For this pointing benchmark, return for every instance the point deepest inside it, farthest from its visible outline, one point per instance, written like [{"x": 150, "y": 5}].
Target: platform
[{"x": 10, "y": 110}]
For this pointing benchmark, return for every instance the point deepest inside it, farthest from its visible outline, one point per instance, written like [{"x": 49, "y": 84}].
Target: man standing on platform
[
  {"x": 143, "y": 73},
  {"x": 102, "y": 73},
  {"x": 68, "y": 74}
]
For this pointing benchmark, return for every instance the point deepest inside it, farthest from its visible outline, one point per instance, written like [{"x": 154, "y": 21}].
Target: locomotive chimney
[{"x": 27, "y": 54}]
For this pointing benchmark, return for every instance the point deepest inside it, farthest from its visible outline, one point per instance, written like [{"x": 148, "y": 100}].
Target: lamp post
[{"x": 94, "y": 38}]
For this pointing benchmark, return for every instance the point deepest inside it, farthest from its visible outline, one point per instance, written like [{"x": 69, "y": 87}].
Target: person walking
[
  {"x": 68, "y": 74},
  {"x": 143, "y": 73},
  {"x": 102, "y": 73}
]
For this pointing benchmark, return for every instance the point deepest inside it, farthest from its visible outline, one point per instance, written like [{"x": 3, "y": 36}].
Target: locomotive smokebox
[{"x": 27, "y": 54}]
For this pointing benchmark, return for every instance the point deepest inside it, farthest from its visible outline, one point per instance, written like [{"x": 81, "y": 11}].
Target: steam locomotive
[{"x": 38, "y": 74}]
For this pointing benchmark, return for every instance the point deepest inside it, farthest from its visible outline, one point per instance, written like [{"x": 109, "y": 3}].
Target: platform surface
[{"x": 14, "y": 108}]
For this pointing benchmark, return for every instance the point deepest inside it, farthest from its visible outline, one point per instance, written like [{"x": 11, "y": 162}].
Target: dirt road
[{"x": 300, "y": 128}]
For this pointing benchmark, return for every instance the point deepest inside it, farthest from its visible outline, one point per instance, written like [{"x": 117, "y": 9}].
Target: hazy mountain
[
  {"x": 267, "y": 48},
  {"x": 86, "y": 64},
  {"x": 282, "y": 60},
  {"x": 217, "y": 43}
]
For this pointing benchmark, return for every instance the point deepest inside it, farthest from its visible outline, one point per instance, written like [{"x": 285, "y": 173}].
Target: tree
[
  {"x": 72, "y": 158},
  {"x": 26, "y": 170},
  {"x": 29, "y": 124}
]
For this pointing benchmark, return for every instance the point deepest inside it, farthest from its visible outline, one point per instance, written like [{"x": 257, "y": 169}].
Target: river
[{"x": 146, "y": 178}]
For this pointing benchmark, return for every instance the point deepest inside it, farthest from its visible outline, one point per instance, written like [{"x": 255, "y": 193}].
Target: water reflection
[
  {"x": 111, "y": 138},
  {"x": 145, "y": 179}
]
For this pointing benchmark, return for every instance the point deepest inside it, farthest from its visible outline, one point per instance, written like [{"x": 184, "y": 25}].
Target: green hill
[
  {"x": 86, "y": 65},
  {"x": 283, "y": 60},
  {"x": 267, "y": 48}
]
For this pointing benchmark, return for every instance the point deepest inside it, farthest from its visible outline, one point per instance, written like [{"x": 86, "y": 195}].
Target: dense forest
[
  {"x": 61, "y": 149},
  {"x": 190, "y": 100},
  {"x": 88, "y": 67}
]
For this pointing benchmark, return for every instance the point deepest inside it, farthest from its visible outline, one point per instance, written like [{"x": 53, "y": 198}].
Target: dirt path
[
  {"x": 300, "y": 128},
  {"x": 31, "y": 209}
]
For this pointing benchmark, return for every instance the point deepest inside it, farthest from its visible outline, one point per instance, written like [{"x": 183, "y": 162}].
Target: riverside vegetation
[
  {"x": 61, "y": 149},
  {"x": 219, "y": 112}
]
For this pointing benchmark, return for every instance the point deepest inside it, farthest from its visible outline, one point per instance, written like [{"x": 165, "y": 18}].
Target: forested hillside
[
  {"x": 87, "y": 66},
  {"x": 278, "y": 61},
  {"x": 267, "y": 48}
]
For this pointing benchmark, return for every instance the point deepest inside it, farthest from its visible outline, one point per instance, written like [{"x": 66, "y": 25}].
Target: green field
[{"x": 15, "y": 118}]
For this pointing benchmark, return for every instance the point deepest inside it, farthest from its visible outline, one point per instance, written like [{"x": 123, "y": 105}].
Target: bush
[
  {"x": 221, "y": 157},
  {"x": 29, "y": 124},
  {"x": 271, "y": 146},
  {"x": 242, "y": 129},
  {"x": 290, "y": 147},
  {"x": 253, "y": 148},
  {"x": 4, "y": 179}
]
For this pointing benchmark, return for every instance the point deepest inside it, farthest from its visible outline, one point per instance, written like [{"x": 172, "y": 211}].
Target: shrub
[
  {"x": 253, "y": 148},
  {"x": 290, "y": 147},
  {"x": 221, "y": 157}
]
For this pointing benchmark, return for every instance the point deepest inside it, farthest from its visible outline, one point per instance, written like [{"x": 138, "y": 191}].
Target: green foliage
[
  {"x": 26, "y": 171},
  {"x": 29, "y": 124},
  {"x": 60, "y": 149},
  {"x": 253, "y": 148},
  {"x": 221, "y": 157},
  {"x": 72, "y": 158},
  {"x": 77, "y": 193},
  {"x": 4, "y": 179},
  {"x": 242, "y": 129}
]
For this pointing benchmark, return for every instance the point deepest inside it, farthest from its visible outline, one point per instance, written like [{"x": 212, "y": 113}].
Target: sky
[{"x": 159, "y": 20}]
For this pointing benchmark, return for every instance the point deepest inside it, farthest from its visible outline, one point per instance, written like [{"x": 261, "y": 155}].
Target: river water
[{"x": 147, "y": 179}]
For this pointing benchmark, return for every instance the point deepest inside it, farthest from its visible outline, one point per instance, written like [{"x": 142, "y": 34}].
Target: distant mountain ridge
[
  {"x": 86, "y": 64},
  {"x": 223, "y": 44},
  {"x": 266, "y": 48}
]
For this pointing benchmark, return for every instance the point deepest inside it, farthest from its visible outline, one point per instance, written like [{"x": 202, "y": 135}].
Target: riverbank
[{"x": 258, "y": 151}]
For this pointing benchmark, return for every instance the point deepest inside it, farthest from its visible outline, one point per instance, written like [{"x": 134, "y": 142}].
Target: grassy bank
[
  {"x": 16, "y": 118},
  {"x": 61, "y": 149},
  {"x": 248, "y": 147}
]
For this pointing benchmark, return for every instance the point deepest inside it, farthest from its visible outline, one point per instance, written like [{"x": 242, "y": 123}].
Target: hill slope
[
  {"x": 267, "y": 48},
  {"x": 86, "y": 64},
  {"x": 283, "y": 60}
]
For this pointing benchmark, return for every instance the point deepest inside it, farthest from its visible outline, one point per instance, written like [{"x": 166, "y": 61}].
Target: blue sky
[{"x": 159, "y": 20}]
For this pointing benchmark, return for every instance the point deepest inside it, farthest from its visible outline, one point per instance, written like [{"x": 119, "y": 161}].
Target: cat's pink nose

^^^^

### [EXERCISE REQUIREMENTS]
Make an exact copy of every entry.

### [WRITTEN ANSWER]
For this pointing benchmark, return for every instance the point deepest inside it, farthest from its visible outline, one point per instance, written like [{"x": 150, "y": 5}].
Target: platform
[{"x": 10, "y": 110}]
For this pointing benchmark, return for every instance the point deepest inside it, farthest from its visible outline, one point per instance, written like [{"x": 49, "y": 84}].
Target: man standing on platform
[
  {"x": 143, "y": 73},
  {"x": 102, "y": 73},
  {"x": 68, "y": 74}
]
For this pointing benchmark, return for every instance the point deepest inside it, farthest from its visible outline, one point per instance, written like [{"x": 154, "y": 21}].
Target: locomotive chimney
[{"x": 27, "y": 54}]
For this pointing benchmark, return for every instance the point deepest inside it, farthest from its visible outline, one point per instance, written like [{"x": 148, "y": 100}].
Target: lamp post
[{"x": 94, "y": 38}]
For this pointing benchmark, return for every instance the point deepest inside it, farthest from its visible outline, one point per instance, written like [{"x": 69, "y": 87}].
Target: person walking
[
  {"x": 68, "y": 74},
  {"x": 143, "y": 73},
  {"x": 102, "y": 73}
]
For this pointing benchmark, return for every instance the point deepest inside it, farthest from its visible outline, one point per instance, written like [{"x": 3, "y": 36}].
Target: locomotive smokebox
[{"x": 27, "y": 54}]
For this pointing benchmark, return for every instance the point deepest inside it, farthest from its visible outline, one point per instance, written like [{"x": 81, "y": 11}].
Target: steam locomotive
[{"x": 38, "y": 74}]
For this pointing benchmark, return for every instance the point deepest inside it, farthest from its visible outline, one point per instance, written like [{"x": 109, "y": 3}].
Target: platform surface
[{"x": 14, "y": 108}]
For this pointing benchmark, return for every instance the point deepest inside it, farthest from its visible outline, one point per instance, written like [{"x": 11, "y": 162}].
Target: dirt road
[{"x": 300, "y": 128}]
For this pointing benchmark, return for every instance the point deepest inside it, farthest from its visible outline, one point per instance, written like [{"x": 117, "y": 9}].
Target: hazy mountain
[
  {"x": 267, "y": 48},
  {"x": 86, "y": 64},
  {"x": 282, "y": 60},
  {"x": 217, "y": 43}
]
For this pointing benchmark, return for every instance the point deepest inside it, farthest from its visible outline, one point per instance, written like [{"x": 285, "y": 173}].
Target: tree
[
  {"x": 72, "y": 158},
  {"x": 26, "y": 170},
  {"x": 29, "y": 124}
]
For this pointing benchmark, return for every instance the point deepest inside it, farthest from its visible outline, one point per instance, written like [{"x": 257, "y": 169}].
Target: river
[{"x": 146, "y": 178}]
For this pointing benchmark, return for every instance the point deepest inside it, farthest from its visible outline, one point per instance, written like [{"x": 255, "y": 193}].
Target: water reflection
[
  {"x": 111, "y": 138},
  {"x": 145, "y": 179}
]
For this pointing benchmark, return for every instance the point deepest inside it, farthest from its visible outline, one point per instance, written like [{"x": 184, "y": 25}].
Target: green hill
[
  {"x": 86, "y": 65},
  {"x": 283, "y": 60},
  {"x": 267, "y": 48}
]
For this pointing benchmark, return for every instance the point deepest inside it, farthest from its visible outline, one point per instance, written like [{"x": 86, "y": 195}].
Target: dense forest
[
  {"x": 61, "y": 149},
  {"x": 190, "y": 100},
  {"x": 88, "y": 67}
]
For this pointing benchmark, return for every instance the point deepest inside it, farthest from its visible outline, one point per instance, written like [{"x": 53, "y": 198}].
Target: dirt path
[
  {"x": 300, "y": 128},
  {"x": 31, "y": 209}
]
For this pointing benchmark, return for every instance the point deepest inside it, farthest from its visible outline, one point per instance, written like [{"x": 183, "y": 162}].
Target: riverside vegetation
[
  {"x": 61, "y": 149},
  {"x": 219, "y": 112}
]
For this pointing benchmark, return for every instance the point deepest inside it, farthest from its visible outline, one point per instance, written like [{"x": 165, "y": 18}].
Target: forested hillside
[
  {"x": 87, "y": 66},
  {"x": 278, "y": 61},
  {"x": 267, "y": 48}
]
For this pointing benchmark, return for every instance the point deepest inside it, farthest from its visible outline, one point per instance, written like [{"x": 66, "y": 25}].
Target: green field
[{"x": 15, "y": 118}]
For this pointing benchmark, return for every instance the point deepest inside it, farthest from its visible outline, one point per instance, written like [{"x": 123, "y": 105}].
Target: bush
[
  {"x": 221, "y": 157},
  {"x": 29, "y": 124},
  {"x": 271, "y": 146},
  {"x": 242, "y": 129},
  {"x": 290, "y": 147},
  {"x": 253, "y": 148},
  {"x": 4, "y": 179}
]
For this pointing benchmark, return for every instance the point deepest inside it, farthest from its visible outline, one point per instance, written like [{"x": 172, "y": 211}].
Target: shrub
[
  {"x": 253, "y": 148},
  {"x": 290, "y": 147},
  {"x": 221, "y": 157}
]
For this pointing benchmark, return for every instance the point deepest inside it, farthest from its visible outline, one point per instance, written like [{"x": 138, "y": 191}].
Target: green foliage
[
  {"x": 26, "y": 171},
  {"x": 29, "y": 124},
  {"x": 60, "y": 149},
  {"x": 253, "y": 148},
  {"x": 221, "y": 157},
  {"x": 72, "y": 158},
  {"x": 77, "y": 193},
  {"x": 4, "y": 179},
  {"x": 242, "y": 129}
]
For this pointing benchmark, return for every instance the point deepest inside it, farthest from its visible outline, one point per instance, written like [{"x": 212, "y": 113}].
Target: sky
[{"x": 159, "y": 20}]
For this pointing benchmark, return for every instance the point deepest inside it, farthest from its visible outline, one point per instance, written like [{"x": 261, "y": 155}].
Target: river water
[{"x": 147, "y": 179}]
For this pointing benchmark, return for every instance the point deepest inside it, farthest from its visible outline, one point per instance, written like [{"x": 142, "y": 34}].
Target: distant mountain ridge
[
  {"x": 86, "y": 64},
  {"x": 223, "y": 44},
  {"x": 266, "y": 48}
]
For this pointing benchmark, return for every instance the point deepest inside it, farthest from its visible outline, one point per instance, written like [{"x": 202, "y": 135}].
Target: riverbank
[{"x": 258, "y": 151}]
For this pointing benchmark, return for every instance the point deepest inside it, farthest from its visible outline, one point per instance, written like [{"x": 134, "y": 142}].
Target: grassy bank
[
  {"x": 16, "y": 118},
  {"x": 61, "y": 149},
  {"x": 248, "y": 147}
]
For this pointing benchmark, return for every instance the point deepest inside it, farthest from its visible outline, one point per instance, written like [{"x": 242, "y": 123}].
Target: hill slope
[
  {"x": 267, "y": 48},
  {"x": 86, "y": 64},
  {"x": 283, "y": 60}
]
For this pointing benchmark, return for every instance the point deepest inside it, farthest from its visible outline, one point per instance, written like [{"x": 166, "y": 61}].
Target: blue sky
[{"x": 159, "y": 20}]
For this pointing benchmark, return for every instance the point deepest inside it, farthest from its visible outline, one point per instance, written like [{"x": 119, "y": 161}].
Target: cat's pink nose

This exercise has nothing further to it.